■ **WHAT THIS TASK INVOLVES**: The lines below starting at the line containing "Query: ice chunk" and ending at the line containing "target | lagoon water" are to be repeated exactly, with both ends kept and nothing else added.

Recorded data
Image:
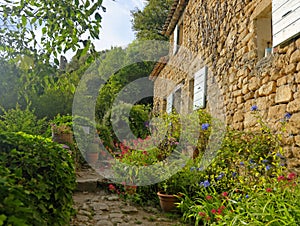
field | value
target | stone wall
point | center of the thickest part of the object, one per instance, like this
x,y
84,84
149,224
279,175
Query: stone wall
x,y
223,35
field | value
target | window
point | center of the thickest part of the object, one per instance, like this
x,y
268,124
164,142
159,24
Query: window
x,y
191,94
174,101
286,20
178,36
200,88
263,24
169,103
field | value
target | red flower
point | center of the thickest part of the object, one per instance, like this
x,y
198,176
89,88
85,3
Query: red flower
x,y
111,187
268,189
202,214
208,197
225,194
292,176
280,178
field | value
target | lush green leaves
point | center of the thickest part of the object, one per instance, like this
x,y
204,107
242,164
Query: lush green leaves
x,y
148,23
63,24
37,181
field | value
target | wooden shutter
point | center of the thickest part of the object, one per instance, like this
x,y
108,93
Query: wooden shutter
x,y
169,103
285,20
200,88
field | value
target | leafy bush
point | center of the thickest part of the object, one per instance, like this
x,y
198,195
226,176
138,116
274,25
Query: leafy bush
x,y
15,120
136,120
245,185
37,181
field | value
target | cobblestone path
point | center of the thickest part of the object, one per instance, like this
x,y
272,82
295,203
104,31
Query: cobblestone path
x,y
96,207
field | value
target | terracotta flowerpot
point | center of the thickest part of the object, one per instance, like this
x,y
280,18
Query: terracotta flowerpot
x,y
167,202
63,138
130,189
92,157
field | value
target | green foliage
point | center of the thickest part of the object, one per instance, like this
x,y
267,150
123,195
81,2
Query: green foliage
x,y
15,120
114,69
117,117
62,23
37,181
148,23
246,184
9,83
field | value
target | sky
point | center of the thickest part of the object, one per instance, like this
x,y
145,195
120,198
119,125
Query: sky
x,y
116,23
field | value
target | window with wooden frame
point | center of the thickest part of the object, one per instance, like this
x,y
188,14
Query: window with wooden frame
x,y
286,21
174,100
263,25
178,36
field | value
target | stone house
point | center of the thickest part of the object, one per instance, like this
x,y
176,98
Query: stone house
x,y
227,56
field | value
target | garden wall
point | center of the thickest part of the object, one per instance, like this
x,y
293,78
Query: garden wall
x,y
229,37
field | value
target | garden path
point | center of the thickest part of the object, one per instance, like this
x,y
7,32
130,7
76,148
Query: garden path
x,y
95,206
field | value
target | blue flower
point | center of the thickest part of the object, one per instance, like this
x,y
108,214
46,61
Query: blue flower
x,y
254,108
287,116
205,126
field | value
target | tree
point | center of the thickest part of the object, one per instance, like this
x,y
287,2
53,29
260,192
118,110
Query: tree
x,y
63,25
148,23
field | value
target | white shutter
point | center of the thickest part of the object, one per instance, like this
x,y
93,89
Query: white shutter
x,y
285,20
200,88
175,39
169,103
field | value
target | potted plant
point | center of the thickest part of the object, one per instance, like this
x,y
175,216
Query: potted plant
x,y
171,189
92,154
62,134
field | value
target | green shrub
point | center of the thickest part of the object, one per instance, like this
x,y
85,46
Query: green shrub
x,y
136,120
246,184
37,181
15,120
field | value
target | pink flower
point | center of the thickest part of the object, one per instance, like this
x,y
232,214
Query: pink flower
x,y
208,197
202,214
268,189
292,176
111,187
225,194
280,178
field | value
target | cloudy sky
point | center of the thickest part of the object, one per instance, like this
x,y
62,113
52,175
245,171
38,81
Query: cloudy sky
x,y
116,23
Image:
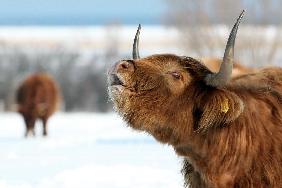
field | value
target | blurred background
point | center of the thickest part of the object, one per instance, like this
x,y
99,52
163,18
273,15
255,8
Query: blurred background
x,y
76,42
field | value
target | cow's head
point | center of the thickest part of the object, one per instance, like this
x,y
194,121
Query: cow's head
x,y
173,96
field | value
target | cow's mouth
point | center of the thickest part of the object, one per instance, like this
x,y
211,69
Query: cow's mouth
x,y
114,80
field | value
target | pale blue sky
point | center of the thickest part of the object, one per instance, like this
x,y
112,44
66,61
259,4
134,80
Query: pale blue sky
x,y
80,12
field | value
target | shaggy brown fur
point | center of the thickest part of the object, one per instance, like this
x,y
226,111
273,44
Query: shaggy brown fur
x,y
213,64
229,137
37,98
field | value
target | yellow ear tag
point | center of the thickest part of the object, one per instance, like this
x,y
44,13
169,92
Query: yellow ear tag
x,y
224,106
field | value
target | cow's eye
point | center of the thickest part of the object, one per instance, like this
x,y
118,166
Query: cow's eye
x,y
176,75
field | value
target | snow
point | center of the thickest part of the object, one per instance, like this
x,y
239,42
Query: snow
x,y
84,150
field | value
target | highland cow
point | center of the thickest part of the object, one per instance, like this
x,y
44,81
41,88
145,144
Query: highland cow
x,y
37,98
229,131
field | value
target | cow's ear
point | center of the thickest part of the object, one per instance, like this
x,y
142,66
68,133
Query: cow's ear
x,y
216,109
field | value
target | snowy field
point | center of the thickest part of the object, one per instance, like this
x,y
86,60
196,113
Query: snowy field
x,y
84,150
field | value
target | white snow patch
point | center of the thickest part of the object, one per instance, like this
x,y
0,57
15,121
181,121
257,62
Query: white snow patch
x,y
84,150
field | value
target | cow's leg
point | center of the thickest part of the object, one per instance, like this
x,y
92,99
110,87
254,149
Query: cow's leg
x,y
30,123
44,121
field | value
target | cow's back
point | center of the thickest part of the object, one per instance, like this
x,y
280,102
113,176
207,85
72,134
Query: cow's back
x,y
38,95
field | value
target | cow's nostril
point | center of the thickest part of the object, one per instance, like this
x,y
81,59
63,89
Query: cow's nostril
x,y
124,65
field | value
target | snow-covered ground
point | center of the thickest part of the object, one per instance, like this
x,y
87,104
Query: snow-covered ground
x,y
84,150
* * *
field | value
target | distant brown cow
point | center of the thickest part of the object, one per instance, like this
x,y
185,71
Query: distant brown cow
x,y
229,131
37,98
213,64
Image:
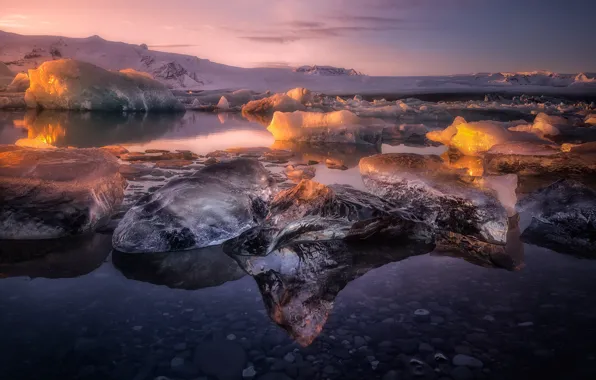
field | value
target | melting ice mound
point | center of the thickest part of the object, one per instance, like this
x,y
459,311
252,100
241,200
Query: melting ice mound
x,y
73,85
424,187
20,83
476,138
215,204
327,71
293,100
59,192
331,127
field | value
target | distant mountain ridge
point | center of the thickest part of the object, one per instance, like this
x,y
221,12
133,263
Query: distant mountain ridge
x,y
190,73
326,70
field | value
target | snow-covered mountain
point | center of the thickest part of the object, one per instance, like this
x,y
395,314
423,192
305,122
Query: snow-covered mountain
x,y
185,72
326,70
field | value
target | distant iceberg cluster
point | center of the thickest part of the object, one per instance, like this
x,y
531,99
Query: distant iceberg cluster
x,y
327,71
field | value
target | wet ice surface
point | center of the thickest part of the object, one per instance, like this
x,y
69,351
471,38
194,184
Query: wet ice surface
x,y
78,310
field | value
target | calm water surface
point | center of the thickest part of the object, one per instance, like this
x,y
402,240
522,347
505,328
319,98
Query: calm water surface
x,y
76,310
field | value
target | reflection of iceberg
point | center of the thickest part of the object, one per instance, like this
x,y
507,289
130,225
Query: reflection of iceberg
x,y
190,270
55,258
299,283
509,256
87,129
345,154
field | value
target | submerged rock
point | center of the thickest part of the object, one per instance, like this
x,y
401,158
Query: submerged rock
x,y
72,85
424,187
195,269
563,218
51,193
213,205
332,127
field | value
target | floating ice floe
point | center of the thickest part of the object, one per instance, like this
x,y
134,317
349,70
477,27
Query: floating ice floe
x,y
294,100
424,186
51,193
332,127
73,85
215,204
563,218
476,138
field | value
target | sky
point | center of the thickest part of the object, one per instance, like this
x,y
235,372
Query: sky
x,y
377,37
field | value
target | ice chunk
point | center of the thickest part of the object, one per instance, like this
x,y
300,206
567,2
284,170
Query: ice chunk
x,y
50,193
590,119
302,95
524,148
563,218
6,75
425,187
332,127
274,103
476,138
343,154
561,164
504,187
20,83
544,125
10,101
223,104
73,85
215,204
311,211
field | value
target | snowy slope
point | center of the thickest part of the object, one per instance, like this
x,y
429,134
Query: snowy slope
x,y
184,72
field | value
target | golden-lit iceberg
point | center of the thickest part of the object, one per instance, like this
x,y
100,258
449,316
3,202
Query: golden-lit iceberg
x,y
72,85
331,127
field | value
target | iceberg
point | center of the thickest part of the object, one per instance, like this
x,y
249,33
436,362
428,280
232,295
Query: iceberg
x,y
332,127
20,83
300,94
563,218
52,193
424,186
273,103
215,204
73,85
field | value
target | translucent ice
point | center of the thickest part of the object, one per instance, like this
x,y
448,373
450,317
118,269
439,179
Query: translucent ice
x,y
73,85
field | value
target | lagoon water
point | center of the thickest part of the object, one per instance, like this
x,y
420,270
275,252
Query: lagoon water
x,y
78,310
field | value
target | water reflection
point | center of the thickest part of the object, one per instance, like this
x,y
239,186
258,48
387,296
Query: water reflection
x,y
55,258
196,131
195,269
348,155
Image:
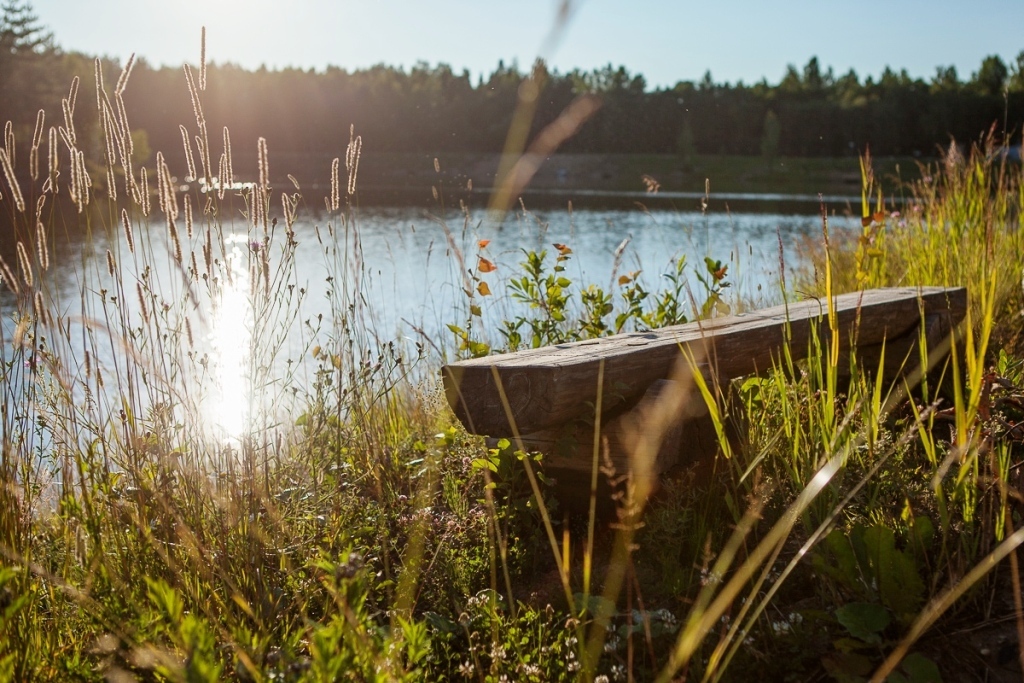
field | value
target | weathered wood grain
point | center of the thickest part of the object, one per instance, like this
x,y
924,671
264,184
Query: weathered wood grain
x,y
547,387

■ **RESULT OF THE TASK**:
Query: ice chunk
x,y
50,193
590,119
302,95
524,148
563,218
6,75
425,187
332,127
274,103
476,138
343,154
561,164
504,187
20,83
544,125
10,101
223,104
73,85
215,204
311,211
field | value
target | snowy slope
point | center of the thickest part of the object, one per instance, like this
x,y
429,134
Query: snowy slope
x,y
184,72
field | value
target | golden-lit iceberg
point | center of the thickest part of the object, one per instance, like this
x,y
100,258
449,316
3,202
Query: golden-lit iceberg
x,y
72,85
331,127
field | value
target | iceberg
point | center of the thickest part of the object, one per instance, like this
x,y
249,33
436,362
428,280
232,295
Query: iceberg
x,y
332,127
20,83
300,94
563,218
52,193
424,186
273,103
215,204
73,85
field | value
target | translucent ice
point | center of the thickest part of the object, one per instance, like this
x,y
448,373
450,317
118,269
439,179
Query: translucent ice
x,y
73,85
field | value
target | lagoon water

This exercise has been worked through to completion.